What the exercise asks:
Rewrite the euro zone forecast text, everything from "Still, the survey’s" down to "the survey showed.", replacing "respondents" with "participants".

Text segment:
========

The euro zone economy will contract less than many of the more pessimistic projections suggest but the recovery may be slow and gradual, the European Central Bank’s Survey of Professional Forecasters showed on Monday.
The quarterly survey sees the economy shrinking by 5.5 per cent this year, then growing by 4.3 per cent in 2021 with coronavirus-related restrictions lifted starting in May and June.
ECB President Christine Lagarde last week said that the bank sees the economy shrinking by 5.0 per cent to 12 per cent this year, suggesting that Monday’s survey is more in line with the ECB’s “mild” scenario for the recession.
“The most appropriate description for the forecast profile of the overall GDP level is probably a ‘tick-mark’ – i.e. a sharp downward movement at the end of Q1 and at the beginning of Q2, with a flat and elongated recovery that takes quite some time to get back to pre-virus levels,” the survey conducted between March 31 and April 7 showed.
Inflation is now seen averaging 0.4 per cent this year against expectations for 1.2 per cent three months earlier while the 2021 inflation projections was cut to 1.2 per cent from 1.4 per cent.
Still, the survey’s 2024 projections remained unchanged with growth seen at 1.4 per cent and inflation at 1.7 per cent.
“Most respondents also indicated that any normalisation will likely be gradual and that normality will probably not be reached until the third quarter,” the survey showed.

========

Entries supplied:
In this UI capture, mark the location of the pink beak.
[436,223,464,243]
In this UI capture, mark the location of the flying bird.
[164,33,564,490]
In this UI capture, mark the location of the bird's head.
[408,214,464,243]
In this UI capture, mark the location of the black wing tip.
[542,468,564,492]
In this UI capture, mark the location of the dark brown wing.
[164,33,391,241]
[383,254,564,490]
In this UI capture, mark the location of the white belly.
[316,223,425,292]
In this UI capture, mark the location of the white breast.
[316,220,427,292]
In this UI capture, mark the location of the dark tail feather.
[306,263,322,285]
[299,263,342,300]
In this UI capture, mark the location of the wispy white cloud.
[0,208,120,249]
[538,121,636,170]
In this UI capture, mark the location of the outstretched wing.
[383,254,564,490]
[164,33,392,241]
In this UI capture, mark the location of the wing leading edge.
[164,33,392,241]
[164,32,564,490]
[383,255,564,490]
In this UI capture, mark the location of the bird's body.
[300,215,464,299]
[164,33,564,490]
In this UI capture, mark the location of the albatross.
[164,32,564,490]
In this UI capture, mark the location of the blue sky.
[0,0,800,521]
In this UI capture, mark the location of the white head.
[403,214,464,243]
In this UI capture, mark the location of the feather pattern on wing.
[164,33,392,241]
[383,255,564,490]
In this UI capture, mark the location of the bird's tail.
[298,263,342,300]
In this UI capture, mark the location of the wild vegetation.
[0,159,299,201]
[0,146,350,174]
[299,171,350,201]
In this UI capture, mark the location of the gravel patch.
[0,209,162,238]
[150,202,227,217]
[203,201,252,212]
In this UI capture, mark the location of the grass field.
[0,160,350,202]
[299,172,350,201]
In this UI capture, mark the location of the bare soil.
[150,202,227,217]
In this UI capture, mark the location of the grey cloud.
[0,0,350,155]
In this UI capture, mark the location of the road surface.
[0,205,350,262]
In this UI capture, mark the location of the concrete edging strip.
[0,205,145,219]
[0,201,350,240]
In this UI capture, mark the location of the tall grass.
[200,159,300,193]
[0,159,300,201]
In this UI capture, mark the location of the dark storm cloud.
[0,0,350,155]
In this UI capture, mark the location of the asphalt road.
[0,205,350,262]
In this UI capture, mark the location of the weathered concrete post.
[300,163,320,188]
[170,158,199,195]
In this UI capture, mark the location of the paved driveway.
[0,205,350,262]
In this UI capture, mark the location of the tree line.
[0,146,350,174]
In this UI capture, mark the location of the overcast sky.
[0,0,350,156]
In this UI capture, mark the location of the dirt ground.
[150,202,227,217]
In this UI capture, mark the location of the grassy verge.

========

Written solution:
Still, the survey’s 2024 projections remained unchanged with growth seen at 1.4 per cent and inflation at 1.7 per cent.
“Most participants also indicated that any normalisation will likely be gradual and that normality will probably not be reached until the third quarter,” the survey showed.